SOURCE PASSAGE
▬▬▬▬▬▬

Common misunderstandings
Yesterday everybody had an interview. One of the purposes of interview is to respond to your questions. Perhaps we also need to respond to the questions you didn’t think of asking because you thought you knew (but you were wrong.) We [the interviewing teachers] were looking out for some common misunderstandings. Some of them are so common we don’t really have to look for them; we can just assume they’re there, and yesterday you didn’t let us down.
There are two common misunderstandings I want to mention. One is, those who’ve read perhaps too much (or maybe they’ve not read quite enough) have not understood what they’ve read, but have picked up ideas and pointers, and then they think they know, and they follow this sense of knowing and delude themselves further. We hear people saying things like: “The task of my practice is to get rid of myself. I am a delusion, I am not here” or “You are a delusion, you’re not there” or “I don’t need to face this problem, it’s all imaginary.” This is a person who’s read something about emptiness and thinks they know what it’s about, but they are making themselves more confused.
There is actually quite an easy remedy for someone who believes they don’t exist. You say, “Oh, that’s great! So please now stop taking your share of the food; there will be more for others to eat.” Some try and brave that out, and pretend it’s OK, because it’s in the future. They don’t actually have to commit to it until the next meal; they’ve got thinking time left. Another approach is: I can pick up the stick and say “I’ve seen a delusion on that chair and I want to beat it away. You don’t mind, do you?”
Certainly there is a teaching about no self, no mind, emptiness. But it’s one that is easy to misunderstand. So be wary of being caught in your own cleverness. You’ve read something; you believe you’ve understood it but you haven’t, and you are creating difficulties for yourself. For example if you believe that situations in your life don’t need to be confronted because they’re delusions, you are setting yourself up for a life that’s more painful than necessary. We need to respond to the demands of life.
Awareness of thought
Another common misunderstanding is: how we handle thought in the practice. This is revealed by people who state that the purpose of their practice is to empty the mind and get rid of thought, to have a blank mind. Some people take this to quite an extreme. Yesterday somebody told me their strategy was to have an axe ready for each time a thought appeared: cut off the thought. On a previous retreat, someone gave me a very clear image of his practice. He was watching a rabbit hole waiting for the thought to appear, and the moment the thought appeared, he was ready – with his machine gun. That’s a true story. This wasn’t a teaching he got from me, though.
This reveals an attitude that thought is somehow bad; it’s in the way; it shouldn’t be there. “It’s rather a nuisance, it’s disturbing my mind!” It’s easy to see where this mistake comes from; again it’s really just being a victim of our own cleverness. When we start off with practice we are taught methods of calming the mind. We experience for ourselves how a mind which has very many thoughts tumbling over each other can indeed, through training, become a mind with much fewer thoughts. So it’s natural that we extrapolate, and think “obviously the objective is to have no thought! So I will get myself there! I will get rid of the remaining thoughts!”
We might hear people talk of experiences of indeed having no thoughts, and this confirms our sense that “to be a better practitioner we must get rid of every thought.” No. That’s too extreme an extrapolation. Indeed we do have practices to calm the mind, and they may involve cutting thought off to some extent by limiting the awareness, focusing on a single point. We narrow the awareness and thereby cut off “awareness of ” the thoughts. Do we really cut off the thoughts? Or do we just cut off awareness of them? See, there is maybe the first trap – if we narrow the mind down, it can seem as though there are no thoughts. But maybe we’re just overlooking them, because we’re not looking at where they are. We’ve trained ourselves to focus intently on our object of practice, and we get good at it, so we’re training ourselves to overlook what else is going on.

▬▬▬▬▬▬

EXTRACTED INFORMATION
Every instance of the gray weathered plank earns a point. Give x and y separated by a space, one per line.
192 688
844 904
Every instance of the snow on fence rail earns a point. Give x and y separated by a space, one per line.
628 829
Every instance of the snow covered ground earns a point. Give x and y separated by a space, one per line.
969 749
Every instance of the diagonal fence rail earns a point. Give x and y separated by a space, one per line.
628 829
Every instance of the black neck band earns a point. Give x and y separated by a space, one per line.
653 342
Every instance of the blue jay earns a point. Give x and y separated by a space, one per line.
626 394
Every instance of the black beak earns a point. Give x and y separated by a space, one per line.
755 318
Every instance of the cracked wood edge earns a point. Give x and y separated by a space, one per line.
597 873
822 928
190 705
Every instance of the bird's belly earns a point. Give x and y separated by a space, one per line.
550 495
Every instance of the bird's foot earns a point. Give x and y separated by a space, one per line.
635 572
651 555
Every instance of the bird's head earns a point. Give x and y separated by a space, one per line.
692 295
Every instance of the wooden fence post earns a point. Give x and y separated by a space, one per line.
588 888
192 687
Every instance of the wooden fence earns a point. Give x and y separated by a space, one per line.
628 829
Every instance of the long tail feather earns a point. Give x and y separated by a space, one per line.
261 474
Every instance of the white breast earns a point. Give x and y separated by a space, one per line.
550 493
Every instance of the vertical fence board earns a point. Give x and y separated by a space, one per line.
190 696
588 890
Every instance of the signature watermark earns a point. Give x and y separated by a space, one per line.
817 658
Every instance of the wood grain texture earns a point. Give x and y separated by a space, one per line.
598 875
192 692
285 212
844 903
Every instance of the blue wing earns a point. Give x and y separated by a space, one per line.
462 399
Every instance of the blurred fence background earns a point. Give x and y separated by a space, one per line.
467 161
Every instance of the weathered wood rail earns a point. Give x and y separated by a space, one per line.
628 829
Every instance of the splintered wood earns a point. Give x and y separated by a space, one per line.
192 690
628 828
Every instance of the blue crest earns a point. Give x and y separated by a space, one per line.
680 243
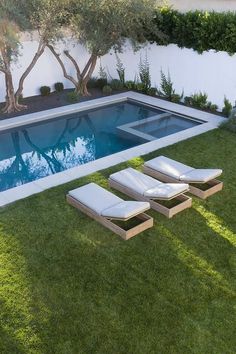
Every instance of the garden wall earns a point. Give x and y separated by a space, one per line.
211 72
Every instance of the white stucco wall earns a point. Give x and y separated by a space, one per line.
213 73
216 5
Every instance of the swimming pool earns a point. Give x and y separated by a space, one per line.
45 149
39 150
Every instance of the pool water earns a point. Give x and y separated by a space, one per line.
32 152
165 126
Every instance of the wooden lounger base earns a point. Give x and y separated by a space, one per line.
184 201
212 186
146 221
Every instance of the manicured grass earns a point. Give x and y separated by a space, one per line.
68 285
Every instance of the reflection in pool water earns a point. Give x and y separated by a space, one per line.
36 151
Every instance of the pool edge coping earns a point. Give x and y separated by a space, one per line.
13 194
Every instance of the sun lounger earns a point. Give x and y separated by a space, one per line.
202 182
142 187
103 206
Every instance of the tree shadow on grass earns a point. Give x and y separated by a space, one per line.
101 294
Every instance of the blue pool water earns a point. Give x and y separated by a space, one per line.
32 152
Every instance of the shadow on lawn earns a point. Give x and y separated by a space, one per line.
90 290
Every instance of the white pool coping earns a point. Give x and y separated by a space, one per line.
11 195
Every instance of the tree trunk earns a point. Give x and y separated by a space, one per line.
86 76
82 79
40 51
11 102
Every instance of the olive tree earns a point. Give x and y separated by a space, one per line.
16 16
103 25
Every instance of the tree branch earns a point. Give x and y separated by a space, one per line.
40 51
74 62
66 75
86 66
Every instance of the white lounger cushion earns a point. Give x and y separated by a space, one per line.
95 197
126 209
182 172
168 167
200 175
135 180
106 203
167 191
146 185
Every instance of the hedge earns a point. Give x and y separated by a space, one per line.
198 30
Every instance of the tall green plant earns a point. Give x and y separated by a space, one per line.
167 88
120 69
144 73
227 107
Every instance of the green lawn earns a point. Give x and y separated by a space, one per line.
68 285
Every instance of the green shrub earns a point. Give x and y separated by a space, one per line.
227 107
116 85
197 100
130 85
230 124
144 74
176 98
152 91
120 70
212 107
72 97
21 98
167 89
45 90
92 83
139 86
199 30
107 90
100 83
59 87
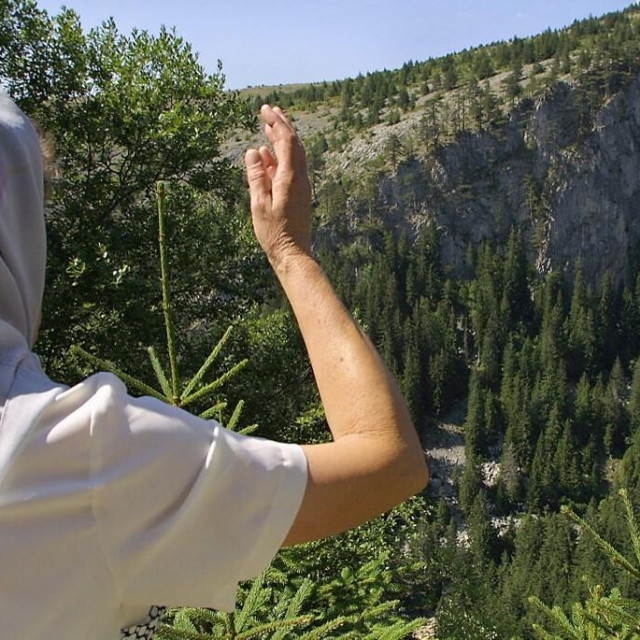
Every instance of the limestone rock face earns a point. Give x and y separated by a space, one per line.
573 192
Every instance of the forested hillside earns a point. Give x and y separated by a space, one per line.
478 213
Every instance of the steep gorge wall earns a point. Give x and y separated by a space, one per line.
573 193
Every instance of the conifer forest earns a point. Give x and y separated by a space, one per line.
518 352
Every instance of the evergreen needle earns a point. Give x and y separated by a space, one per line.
159 371
166 296
197 378
107 365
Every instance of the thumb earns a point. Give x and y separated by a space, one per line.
259 183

▬▬▬▬▬▬

TASKS TO PERFORM
1. From the passage on common misunderstandings, copy the text from "There are two" up to and including "themselves more confused." without any change.
2. According to the passage on common misunderstandings, what did the person interviewed yesterday say they kept ready for each time a thought appeared?

RESPONSES
1.
There are two common misunderstandings I want to mention. One is, those who’ve read perhaps too much (or maybe they’ve not read quite enough) have not understood what they’ve read, but have picked up ideas and pointers, and then they think they know, and they follow this sense of knowing and delude themselves further. We hear people saying things like: “The task of my practice is to get rid of myself. I am a delusion, I am not here” or “You are a delusion, you’re not there” or “I don’t need to face this problem, it’s all imaginary.” This is a person who’s read something about emptiness and thinks they know what it’s about, but they are making themselves more confused.

2. An axe, to cut off the thought.